Work task:
Decide whether each statement below agrees with the excerpt about the SEFEA Impact fund. Answer yes or no for each, and quote the words from the excerpt that settle it.
1. The fund expects a 7% return at the portfolio level.
2. The fund qualified under Article 9 only after several years of operation.
3. The provident society of psychologists accepts lower returns from the fund than from its other investments.
Segment Start: Excerpted text
Talking about pension funds: I was particularly impressed to see that you have pension and provident funds aboard, i.e. investors that are typically very risk-averse and difficult to convince.

Although we consider the ESG directive a step back, it provided us with a great marketing opportunity: From the beginning, we qualified under Article 9 of the Sustainability-Related Disclosures Directive 2019/2088. For some pension and insurance funds, it clearly helps to be able to say that they have some ESG funds in their portfolios. Nevertheless, it wasn’t always easy, and there have been cases when we have been ultimately rejected despite the enthusiasm of top-level executives. Part of it was due to the limited returns. With an expected return of 7% at the portfolio level, our offering is not speculative. We explained that this is the return we can realistically expect for this type of activity, and this clarity of intent was crucial. The message was: If they wanted a double-digit return, we would not be the right partner.

Knowing that we are a niche fund, we focused on investors who can use the fund to support their members or clients. For example, we have on board an insurance fund from the cooperative world. By investing in SEFEA Impact fund, they invest in their insurers, i.e. emerging and growing cooperatives. Same with the provident society of psychologists who can accept 2% lower returns from our fund (compared to their other investments), in exchange for more work for psychologists developed by the cooperatives that we support.

Have the efforts of creating a multi-stakeholder ownership provided any advantage in your fundraising?
Segment End: Excerpted text
Segment Start: Record set
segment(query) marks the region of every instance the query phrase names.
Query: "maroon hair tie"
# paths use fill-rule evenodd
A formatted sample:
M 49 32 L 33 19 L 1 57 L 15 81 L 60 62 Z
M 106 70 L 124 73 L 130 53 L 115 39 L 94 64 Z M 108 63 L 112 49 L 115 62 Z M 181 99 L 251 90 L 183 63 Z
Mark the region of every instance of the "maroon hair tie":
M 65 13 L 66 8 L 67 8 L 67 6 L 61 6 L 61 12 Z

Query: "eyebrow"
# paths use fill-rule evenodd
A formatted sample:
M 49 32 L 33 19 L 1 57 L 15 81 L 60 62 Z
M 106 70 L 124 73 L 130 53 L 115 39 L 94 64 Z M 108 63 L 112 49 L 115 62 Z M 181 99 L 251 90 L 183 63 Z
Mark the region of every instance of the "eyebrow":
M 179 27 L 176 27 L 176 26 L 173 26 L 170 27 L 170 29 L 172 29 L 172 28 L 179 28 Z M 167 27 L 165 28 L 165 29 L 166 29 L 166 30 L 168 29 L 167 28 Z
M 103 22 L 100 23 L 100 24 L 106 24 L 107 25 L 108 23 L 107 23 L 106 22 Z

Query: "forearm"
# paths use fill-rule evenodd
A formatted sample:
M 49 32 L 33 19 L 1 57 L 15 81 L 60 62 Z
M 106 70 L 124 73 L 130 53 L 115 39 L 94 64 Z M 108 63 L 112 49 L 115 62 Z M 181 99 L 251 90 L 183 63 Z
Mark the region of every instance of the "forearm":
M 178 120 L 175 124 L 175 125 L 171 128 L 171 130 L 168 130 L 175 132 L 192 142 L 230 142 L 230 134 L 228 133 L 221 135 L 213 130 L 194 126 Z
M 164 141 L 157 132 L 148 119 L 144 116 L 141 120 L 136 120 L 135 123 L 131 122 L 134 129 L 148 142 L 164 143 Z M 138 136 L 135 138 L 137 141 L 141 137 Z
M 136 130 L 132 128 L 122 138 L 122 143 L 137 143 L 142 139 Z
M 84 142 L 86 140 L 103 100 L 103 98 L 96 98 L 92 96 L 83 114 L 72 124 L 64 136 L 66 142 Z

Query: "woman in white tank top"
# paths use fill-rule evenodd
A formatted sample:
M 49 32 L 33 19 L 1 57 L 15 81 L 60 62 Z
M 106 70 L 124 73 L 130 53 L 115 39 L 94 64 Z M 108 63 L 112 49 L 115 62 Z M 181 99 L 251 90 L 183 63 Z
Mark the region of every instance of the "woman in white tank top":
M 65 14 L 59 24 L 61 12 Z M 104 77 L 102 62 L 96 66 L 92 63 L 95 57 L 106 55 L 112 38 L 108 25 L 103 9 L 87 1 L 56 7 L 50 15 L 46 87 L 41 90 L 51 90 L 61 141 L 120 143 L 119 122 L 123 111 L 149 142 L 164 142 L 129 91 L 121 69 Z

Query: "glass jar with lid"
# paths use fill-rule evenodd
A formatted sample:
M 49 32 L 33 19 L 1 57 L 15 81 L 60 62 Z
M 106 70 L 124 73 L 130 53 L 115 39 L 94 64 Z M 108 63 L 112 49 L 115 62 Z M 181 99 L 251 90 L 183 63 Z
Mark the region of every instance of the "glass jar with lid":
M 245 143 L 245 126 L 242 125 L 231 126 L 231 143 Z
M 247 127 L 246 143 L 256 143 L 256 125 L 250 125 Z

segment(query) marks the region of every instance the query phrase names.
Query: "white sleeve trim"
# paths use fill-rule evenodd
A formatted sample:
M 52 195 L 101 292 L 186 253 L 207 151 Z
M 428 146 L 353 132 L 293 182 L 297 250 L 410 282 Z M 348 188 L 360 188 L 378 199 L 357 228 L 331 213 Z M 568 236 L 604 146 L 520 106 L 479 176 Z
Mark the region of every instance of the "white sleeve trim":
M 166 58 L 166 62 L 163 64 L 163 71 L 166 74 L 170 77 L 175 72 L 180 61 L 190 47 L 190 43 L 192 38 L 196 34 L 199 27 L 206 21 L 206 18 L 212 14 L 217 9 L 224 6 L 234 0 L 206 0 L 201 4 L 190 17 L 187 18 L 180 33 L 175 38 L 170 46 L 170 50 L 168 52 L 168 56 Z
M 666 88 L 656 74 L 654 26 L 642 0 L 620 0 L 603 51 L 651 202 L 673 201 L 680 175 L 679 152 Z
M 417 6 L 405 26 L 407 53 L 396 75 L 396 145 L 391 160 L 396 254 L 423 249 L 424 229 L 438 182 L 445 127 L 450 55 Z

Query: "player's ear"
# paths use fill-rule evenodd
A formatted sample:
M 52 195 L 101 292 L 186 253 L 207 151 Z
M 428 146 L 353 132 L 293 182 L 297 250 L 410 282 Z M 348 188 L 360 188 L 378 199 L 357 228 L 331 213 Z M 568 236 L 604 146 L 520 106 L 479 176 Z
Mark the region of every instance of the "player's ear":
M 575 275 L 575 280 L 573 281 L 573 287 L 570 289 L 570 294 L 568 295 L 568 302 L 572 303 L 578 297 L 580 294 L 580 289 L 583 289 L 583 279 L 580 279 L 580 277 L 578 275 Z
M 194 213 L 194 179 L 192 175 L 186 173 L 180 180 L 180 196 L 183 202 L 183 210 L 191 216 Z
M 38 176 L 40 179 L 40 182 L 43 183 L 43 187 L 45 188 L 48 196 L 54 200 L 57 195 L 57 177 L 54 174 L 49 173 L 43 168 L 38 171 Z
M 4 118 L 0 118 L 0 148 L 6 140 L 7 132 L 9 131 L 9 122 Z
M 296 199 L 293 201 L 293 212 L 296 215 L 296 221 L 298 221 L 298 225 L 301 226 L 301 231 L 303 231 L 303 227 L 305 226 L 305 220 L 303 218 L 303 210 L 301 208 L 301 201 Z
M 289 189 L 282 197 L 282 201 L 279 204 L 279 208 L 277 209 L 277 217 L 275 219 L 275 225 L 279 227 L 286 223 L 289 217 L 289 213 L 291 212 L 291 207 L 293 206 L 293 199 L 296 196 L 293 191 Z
Segment End: Record set
Reply:
1. Yes: "With an expected return of 7% at the portfolio level, our offering is not speculative."
2. No: "From the beginning, we qualified under Article 9 of the Sustainability-Related Disclosures Directive 2019/2088."
3. Yes: "the provident society of psychologists who can accept 2% lower returns from our fund (compared to their other investments)"